WHAT IS ASKED: Please swap "curly brown hair" for "wavy brown hair" and write out the data from its first line through the line holding "(1077, 113)", inclusive, with nothing else altered.

GIVEN ENTRIES:

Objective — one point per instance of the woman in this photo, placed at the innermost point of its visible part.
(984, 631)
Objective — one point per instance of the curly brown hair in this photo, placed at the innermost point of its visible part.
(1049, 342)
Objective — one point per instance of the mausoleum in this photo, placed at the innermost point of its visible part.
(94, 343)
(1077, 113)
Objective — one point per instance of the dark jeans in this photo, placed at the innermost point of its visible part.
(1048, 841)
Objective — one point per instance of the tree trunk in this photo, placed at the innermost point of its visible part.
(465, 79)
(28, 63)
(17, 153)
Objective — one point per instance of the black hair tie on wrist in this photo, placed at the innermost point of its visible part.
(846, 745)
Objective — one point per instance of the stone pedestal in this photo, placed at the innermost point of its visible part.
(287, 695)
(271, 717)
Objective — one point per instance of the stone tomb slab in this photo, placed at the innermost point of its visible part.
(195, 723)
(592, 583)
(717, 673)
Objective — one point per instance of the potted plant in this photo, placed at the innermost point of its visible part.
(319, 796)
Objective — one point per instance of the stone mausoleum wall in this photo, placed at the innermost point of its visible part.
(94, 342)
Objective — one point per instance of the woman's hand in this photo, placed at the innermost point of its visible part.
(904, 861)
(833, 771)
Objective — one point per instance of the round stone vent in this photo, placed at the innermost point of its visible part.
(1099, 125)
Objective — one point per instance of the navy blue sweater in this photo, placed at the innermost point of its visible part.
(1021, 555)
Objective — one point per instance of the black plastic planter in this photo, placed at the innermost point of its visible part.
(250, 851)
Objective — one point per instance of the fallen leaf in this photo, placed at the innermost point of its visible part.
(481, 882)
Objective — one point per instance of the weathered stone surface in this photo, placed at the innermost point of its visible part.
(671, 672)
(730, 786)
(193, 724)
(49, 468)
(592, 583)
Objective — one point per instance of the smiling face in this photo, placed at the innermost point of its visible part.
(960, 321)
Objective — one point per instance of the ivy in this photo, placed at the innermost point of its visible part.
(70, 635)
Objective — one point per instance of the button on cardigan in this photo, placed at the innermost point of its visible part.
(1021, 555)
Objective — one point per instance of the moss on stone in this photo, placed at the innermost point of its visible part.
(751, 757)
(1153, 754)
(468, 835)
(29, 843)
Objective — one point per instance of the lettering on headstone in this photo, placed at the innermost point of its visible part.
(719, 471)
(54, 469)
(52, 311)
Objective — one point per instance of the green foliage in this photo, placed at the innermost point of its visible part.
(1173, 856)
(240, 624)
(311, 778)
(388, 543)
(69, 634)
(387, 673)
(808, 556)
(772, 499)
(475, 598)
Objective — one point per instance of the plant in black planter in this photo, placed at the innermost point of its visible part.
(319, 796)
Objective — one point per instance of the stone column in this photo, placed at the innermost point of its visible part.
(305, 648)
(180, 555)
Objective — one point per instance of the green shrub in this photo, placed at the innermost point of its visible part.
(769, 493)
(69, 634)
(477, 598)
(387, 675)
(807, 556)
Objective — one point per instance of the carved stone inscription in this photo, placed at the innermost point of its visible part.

SOLUTION FOR THIS PROBLEM:
Objective — one point per instance of the woman in this photo, placed at the innermost point of its visible part.
(984, 631)
Objective — one point per instance of the wavy brown hair in this photo, placed at the innermost point of its visible part.
(1049, 342)
Objective — one point per instance of the mausoleum in this photo, placed at the innermost point of its visible part.
(94, 343)
(1077, 113)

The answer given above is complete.